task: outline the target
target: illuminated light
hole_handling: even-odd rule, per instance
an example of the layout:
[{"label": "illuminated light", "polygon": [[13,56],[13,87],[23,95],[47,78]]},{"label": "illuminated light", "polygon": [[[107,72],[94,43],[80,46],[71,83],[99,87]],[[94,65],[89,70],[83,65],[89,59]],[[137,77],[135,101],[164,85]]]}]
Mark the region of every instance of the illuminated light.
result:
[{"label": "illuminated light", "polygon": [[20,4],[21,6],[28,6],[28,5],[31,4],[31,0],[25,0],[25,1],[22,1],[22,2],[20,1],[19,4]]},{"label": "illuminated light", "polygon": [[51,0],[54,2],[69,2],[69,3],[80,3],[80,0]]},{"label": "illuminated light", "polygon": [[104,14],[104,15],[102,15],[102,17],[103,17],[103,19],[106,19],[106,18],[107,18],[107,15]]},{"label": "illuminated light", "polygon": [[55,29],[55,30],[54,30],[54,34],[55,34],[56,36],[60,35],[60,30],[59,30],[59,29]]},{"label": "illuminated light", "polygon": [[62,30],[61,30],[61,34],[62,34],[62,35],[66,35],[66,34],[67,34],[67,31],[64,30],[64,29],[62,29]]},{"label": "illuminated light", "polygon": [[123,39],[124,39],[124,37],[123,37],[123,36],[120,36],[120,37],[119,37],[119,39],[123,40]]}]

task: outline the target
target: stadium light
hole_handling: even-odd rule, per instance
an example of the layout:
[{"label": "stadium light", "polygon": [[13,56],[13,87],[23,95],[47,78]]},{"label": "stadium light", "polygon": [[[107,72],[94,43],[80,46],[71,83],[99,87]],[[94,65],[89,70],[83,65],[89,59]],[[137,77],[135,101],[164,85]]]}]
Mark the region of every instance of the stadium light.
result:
┄┄┄┄┄┄
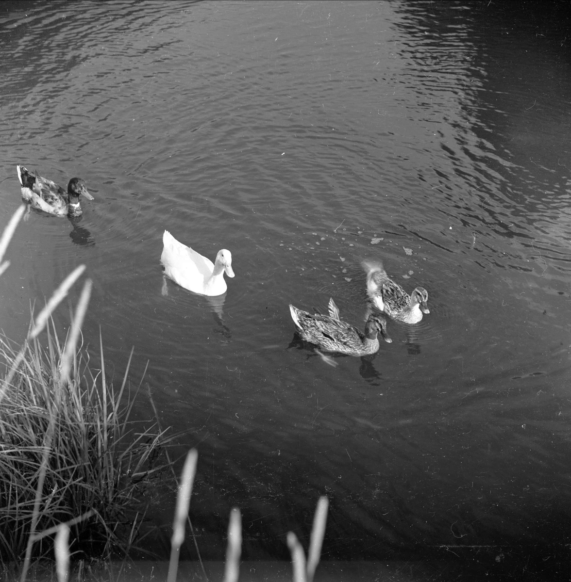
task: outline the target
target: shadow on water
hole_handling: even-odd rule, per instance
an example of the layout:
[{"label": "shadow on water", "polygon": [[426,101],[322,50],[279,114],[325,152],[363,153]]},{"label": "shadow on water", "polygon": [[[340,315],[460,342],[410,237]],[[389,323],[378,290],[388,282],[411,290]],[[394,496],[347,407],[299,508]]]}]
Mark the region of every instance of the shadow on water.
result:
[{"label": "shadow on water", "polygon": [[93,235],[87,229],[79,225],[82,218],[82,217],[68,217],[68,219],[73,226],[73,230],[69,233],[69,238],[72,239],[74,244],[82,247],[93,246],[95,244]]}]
┄┄┄┄┄┄
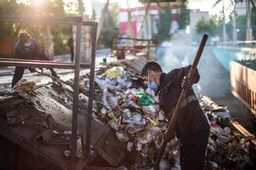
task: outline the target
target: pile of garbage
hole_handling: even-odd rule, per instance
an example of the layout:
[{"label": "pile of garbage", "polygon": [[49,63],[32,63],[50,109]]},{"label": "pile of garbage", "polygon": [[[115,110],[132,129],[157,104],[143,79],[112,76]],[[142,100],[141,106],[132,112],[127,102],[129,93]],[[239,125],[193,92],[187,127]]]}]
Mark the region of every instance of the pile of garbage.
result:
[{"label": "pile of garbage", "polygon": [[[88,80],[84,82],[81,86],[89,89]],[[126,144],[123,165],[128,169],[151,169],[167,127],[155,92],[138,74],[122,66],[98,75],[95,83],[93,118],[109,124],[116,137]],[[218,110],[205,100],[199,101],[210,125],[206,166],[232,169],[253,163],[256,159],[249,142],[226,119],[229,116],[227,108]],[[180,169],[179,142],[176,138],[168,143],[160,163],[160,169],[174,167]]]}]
┄┄┄┄┄┄
Your task
Pull out every line of the material that contains the string "shadow", matching case exactly. Copy each line in full.

Final result
target: shadow on water
[{"label": "shadow on water", "polygon": [[426,101],[322,50],[279,114],[325,152],[363,153]]},{"label": "shadow on water", "polygon": [[[340,315],[460,342],[410,237]],[[389,323],[378,290],[388,282],[411,290]],[[394,496],[347,407],[299,508]]]}]
Mark the region of every instance of the shadow on water.
[{"label": "shadow on water", "polygon": [[93,235],[87,229],[79,225],[82,218],[82,217],[68,217],[68,219],[73,226],[73,230],[69,233],[69,238],[72,239],[74,244],[82,247],[93,246],[95,244]]}]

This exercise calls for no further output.